■ EXERCISE REQUIREMENTS
Repeat every line from the one containing "door panel, which" down to the one containing "x=648, y=599", with both end lines included and nothing else added.

(Entries from a point annotation set)
• • • • •

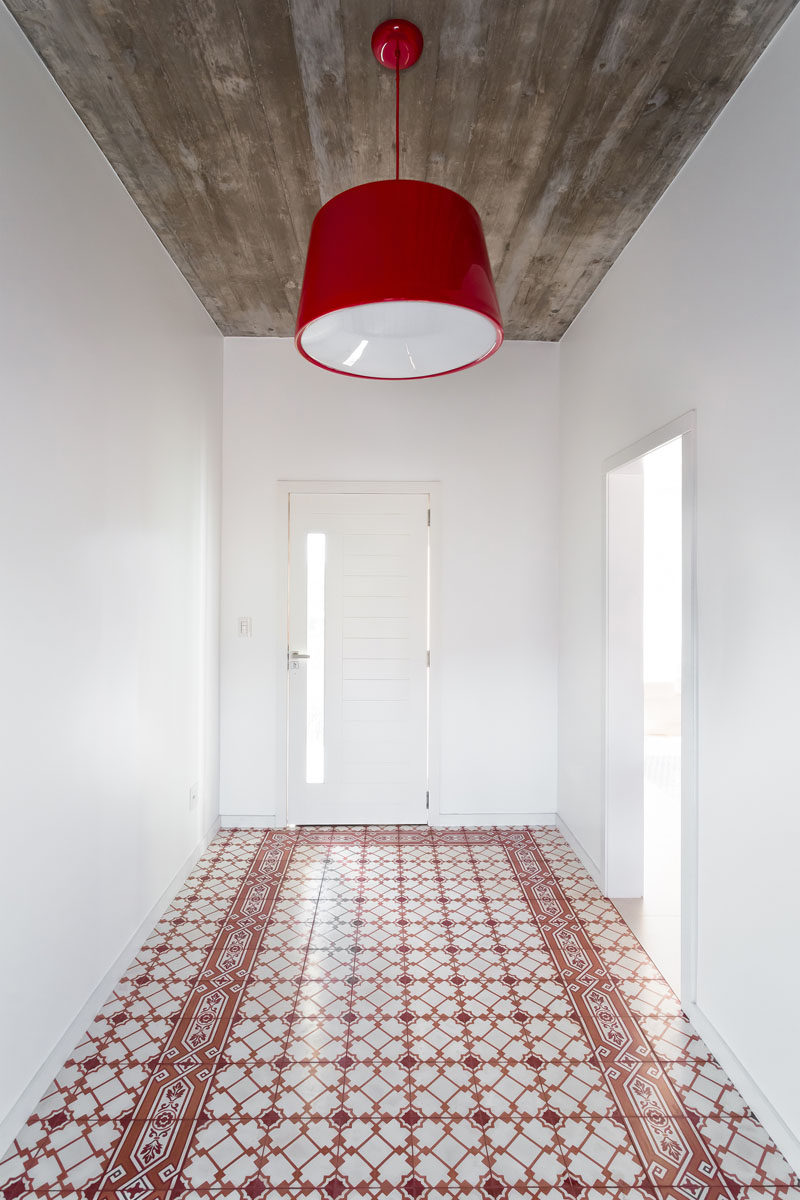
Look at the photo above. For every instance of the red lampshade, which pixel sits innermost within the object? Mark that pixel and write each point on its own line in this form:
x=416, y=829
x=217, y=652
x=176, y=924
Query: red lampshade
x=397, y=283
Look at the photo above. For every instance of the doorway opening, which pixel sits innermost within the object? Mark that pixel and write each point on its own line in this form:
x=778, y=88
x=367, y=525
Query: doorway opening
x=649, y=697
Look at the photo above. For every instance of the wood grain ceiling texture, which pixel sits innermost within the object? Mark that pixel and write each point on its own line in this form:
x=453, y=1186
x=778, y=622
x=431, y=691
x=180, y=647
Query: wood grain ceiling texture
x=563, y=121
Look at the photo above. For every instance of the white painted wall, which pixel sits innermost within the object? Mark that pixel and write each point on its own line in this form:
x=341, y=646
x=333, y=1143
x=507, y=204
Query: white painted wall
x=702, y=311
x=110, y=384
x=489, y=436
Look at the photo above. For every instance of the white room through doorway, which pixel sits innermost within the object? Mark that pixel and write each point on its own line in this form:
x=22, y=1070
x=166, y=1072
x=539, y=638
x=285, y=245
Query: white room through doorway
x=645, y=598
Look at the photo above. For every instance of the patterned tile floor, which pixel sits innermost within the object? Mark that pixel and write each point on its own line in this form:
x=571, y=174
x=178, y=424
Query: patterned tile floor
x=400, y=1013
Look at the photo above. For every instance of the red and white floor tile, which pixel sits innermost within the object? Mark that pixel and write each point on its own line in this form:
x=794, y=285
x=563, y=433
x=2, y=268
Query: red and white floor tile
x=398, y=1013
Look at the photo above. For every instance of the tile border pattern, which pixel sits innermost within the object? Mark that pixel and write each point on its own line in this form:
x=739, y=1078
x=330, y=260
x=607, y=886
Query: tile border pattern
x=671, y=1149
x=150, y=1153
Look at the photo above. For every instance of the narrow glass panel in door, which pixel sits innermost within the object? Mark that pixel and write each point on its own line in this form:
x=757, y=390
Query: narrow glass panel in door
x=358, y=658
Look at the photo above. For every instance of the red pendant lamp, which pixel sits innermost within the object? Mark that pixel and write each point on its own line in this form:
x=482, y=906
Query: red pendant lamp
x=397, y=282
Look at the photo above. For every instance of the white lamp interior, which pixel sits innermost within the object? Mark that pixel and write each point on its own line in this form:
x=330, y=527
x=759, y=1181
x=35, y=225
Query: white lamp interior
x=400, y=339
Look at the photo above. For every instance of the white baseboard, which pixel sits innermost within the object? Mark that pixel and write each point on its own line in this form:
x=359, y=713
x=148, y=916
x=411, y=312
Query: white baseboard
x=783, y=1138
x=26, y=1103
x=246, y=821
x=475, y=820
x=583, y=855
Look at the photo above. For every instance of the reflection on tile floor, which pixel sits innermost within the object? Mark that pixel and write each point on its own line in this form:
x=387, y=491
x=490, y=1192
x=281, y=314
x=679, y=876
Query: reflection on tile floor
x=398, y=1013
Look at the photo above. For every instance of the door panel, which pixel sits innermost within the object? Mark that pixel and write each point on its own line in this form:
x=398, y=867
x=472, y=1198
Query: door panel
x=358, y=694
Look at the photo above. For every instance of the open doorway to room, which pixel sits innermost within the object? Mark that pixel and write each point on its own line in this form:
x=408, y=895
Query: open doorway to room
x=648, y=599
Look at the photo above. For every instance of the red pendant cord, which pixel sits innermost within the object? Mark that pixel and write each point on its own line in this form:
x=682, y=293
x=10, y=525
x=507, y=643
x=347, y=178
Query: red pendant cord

• • • • •

■ OUTPUT
Look at the photo above. For every instance of the door panel, which pixel sits innermost within the object? Mark that pixel and write each point on its own line in this form:
x=398, y=867
x=472, y=1198
Query: door panel
x=358, y=694
Look at the photo above. For every instance of the open doorway to room, which pixel sits innermost within the object? Mark that pixel and write each point on its own line in this form:
x=408, y=895
Query: open doorway to room
x=648, y=599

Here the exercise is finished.